__ASSIGNED TASK 1__:
Please answer these questions from the lamb quinoa pilaf recipe, one answer per line:
(a) How much broth does the ingredient list call for, and what kind?
(b) About how long is the lamb browned?
(c) For how many minutes does the covered pilaf simmer?
__ASSIGNED TASK 2__:
Carry on the lamb quinoa pilaf recipe from its last sentence.

__EXCERPT__:

Meal: Lamb Quinoa Pilaf
Ingredients:
- 1 pound lamb shoulder, cut into chunks
- Salt and pepper, to taste
- 2 tablespoons olive oil
- 1 onion, chopped
- 2 cloves garlic, minced
- 1 cup quinoa
- 2 cups low-sodium vegetable broth
- 1 tsp ground cumin
- 1/2 tsp ground turmeric
- 1 cup chopped fresh spinach
- 1/3 cup chopped fresh mint leaves
- 2 tbsp lemon juice
Instructions:
- Season the lamb with salt and pepper. Heat olive oil in a large skillet over medium-high heat. Add the lamb and cook until browned on all sides, about 5 minutes. Remove the lamb from skillet and set aside.
- Add chopped onion to the skillet and cook until shiny and translucent, add minced garlic and cook for additional 2 minutes.
- Stir in quinoa, broth, cumin, and turmeric. Then add the lamb back to the skillet. Bring to a simmer, then reduce heat to low, cover and let it simmer for 15 minutes, or until the quinoa is cooked and the lamb is tender.
- Mix in chopped spinach, mint leaves, and squeeze the fresh lemon juice over. Combine all ingredients well, ensuring the lamb is evenly distributed within the quinoa mixture.

(Saved entries)
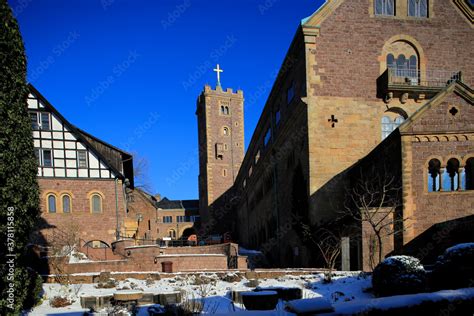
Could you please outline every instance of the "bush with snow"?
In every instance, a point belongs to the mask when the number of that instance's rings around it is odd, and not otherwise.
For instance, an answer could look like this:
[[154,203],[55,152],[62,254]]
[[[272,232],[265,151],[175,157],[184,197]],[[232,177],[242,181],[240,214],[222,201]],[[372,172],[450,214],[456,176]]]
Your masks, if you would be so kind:
[[393,256],[379,263],[372,274],[377,296],[419,293],[425,289],[426,271],[420,260],[410,256]]
[[474,243],[446,249],[438,258],[430,279],[435,289],[474,287]]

__ANSWER AREA 1__:
(a) 2 cups of low-sodium vegetable broth
(b) About 5 minutes
(c) 15 minutes

__ANSWER AREA 2__:
Nutritional Information per serving (4 servings total):
- Calories: 450
- Protein: 35g
- Fat: 20g
- Carbs: 30g
Plating:
For a visually appealing and balanced plate, place a generous scoop of the Lamb Quinoa Pilaf in the center of a minimalist, white plate, allowing the vibrant colors of the dish to really pop. Arrange a few sprigs of mint leaves as garnish on top. If desired, a wedge of lemon can be added to the side for an optional additional tanginess, adding to both the taste and presentation. The end result should be a clean, simple, but elegant presentation that lets the enticing array of colors and textures of the dish speak for itself.